## Exercise details
Retype the records below exactly as they stand, omitting the pictures.

----- Exercise inputs

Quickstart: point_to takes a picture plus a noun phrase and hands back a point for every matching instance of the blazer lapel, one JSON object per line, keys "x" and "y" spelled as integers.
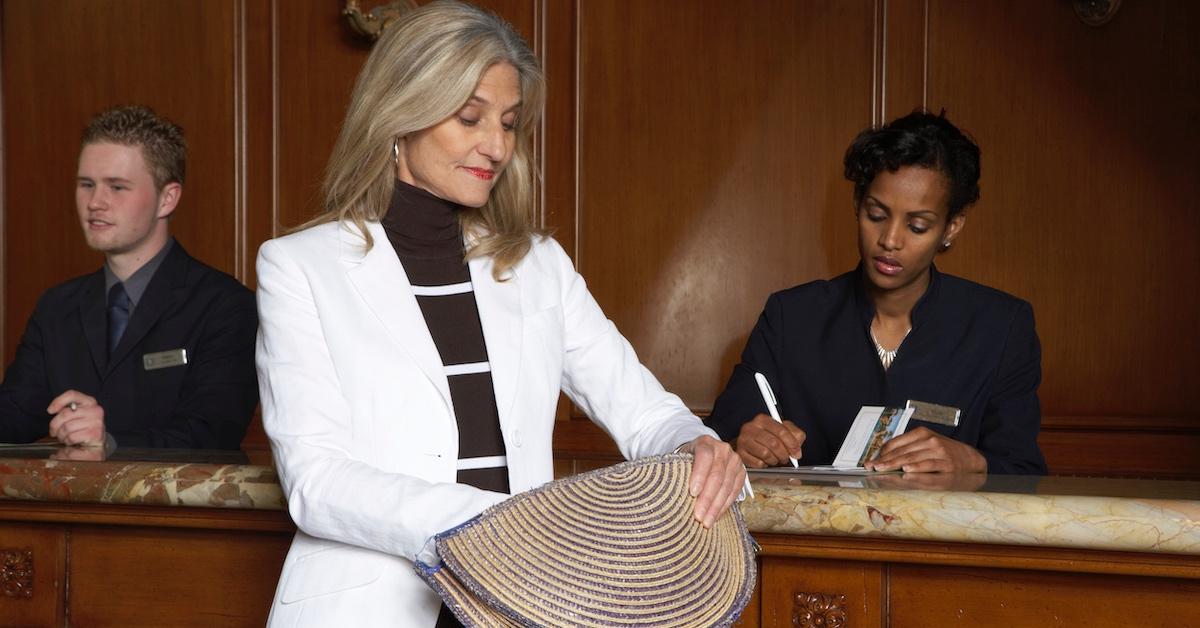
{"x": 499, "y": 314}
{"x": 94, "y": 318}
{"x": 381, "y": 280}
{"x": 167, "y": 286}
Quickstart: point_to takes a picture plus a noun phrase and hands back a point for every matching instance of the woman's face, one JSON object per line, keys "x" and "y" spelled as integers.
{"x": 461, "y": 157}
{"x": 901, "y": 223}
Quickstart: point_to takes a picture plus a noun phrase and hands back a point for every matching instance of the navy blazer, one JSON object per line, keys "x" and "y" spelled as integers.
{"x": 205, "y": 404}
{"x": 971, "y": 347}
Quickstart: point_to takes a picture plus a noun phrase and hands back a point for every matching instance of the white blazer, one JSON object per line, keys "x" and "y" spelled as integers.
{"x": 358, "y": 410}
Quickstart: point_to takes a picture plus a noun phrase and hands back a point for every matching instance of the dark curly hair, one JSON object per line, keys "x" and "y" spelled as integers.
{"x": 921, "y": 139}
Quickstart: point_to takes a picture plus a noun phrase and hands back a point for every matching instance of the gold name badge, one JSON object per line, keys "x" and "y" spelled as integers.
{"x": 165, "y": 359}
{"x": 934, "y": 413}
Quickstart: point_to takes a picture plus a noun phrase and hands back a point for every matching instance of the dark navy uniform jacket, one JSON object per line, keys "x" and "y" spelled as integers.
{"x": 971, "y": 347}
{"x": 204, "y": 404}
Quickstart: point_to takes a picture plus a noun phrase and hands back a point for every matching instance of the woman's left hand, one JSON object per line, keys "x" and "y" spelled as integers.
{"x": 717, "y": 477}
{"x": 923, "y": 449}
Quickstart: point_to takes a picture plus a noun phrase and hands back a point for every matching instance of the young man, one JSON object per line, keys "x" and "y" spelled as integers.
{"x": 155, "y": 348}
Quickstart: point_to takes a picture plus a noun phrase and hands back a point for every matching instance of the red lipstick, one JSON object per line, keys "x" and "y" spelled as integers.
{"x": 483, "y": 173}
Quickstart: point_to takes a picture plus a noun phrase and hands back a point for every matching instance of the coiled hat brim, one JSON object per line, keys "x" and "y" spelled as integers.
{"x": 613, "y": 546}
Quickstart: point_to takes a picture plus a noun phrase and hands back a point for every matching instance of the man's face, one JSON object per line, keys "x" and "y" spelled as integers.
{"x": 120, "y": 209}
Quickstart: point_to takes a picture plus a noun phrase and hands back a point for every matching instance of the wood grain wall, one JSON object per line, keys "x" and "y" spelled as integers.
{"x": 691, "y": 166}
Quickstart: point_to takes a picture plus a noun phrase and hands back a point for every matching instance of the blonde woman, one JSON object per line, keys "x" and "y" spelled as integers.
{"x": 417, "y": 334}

----------

## Task answer
Quickstart: point_to takes a picture plus a noun phrase and hands back a point for every matching instance of the blazer lapel, one JSON object per line, keys "x" and "y" spelled as integers.
{"x": 499, "y": 314}
{"x": 94, "y": 318}
{"x": 381, "y": 280}
{"x": 167, "y": 286}
Quickstart: point_to takes a picture plus a noun phrase and hands back a point for every matching instance of the woman's face, one JSON object per line, keys "x" and "y" spelled as integers.
{"x": 461, "y": 157}
{"x": 901, "y": 223}
Quickstart: point_to takes a picture plus a noun phrase and hands back a point for every matching instance of the navy blazer, one JSON object per line, keys "x" and "y" spelled as integers.
{"x": 205, "y": 404}
{"x": 971, "y": 347}
Quickstart: point_to takes a picture plus a noun phrase and hands back a point for every matching instance of the white blazer, one JSON object per line, keys "x" and "y" spelled as integers.
{"x": 358, "y": 410}
Quickstart: point_to takes a picture plus a noun phrase and hands back a point for every matching instance of the dark curly hair, one JSON object per line, keys "x" and "y" spelled as integers.
{"x": 921, "y": 139}
Quickstart: point_to takes a picture plus a noun phrase and hands back a point for every matching instance of the gold name badge, one JSON object per line, keys "x" and "y" spelled as integers.
{"x": 165, "y": 359}
{"x": 934, "y": 413}
Quickstart: point_to takes a picture plus a noun phrase and hands back a point for every matching instance of the dark navy uniform jacket, one JSON object per line, keys "x" and "y" spelled as integers.
{"x": 971, "y": 347}
{"x": 204, "y": 404}
Quickstart: point_to takes a picture plus a noun phrase and hands back a point for every matching instance of the woman's left hand, one JSON object per line, keys "x" and "y" spelled as integers.
{"x": 717, "y": 477}
{"x": 923, "y": 449}
Quickstart: point_to takes a picture plus a noun phrase and hands back a point for every matching instance of the young man, one JSON object per line, keys "x" and "y" spelled as integers.
{"x": 155, "y": 348}
Quickstart: point_to takes a picture plus a noun phrase and hands back a point for every matching instance of the red lipstick, one JSON object per line, keys "x" and "y" spelled as integers.
{"x": 483, "y": 173}
Quickstart: point_to takes a picture plus a noun phrase and hands back a point for every matching instance of the coiled hat brim, one JSON object per line, keys "x" and "y" spelled as integers.
{"x": 613, "y": 546}
Quickstart: point_to takes a picture plus a noun phrase and hands back a point for every matching instance of the man's face, one JSON object per line, keys "x" and "y" spelled as integers.
{"x": 120, "y": 209}
Quickstart: point_to takes a picture plus a noun phrase and hands back a point for every matching instance of the wood grain wall, one JSON object per line, keys "x" and "y" spelled as integers.
{"x": 691, "y": 166}
Quickstart: point_to takes a picture plus a noun phrase and hands back a point for every matching instance of the blonde woman, one JSON object per line, keys "x" and "y" spelled as integers.
{"x": 417, "y": 334}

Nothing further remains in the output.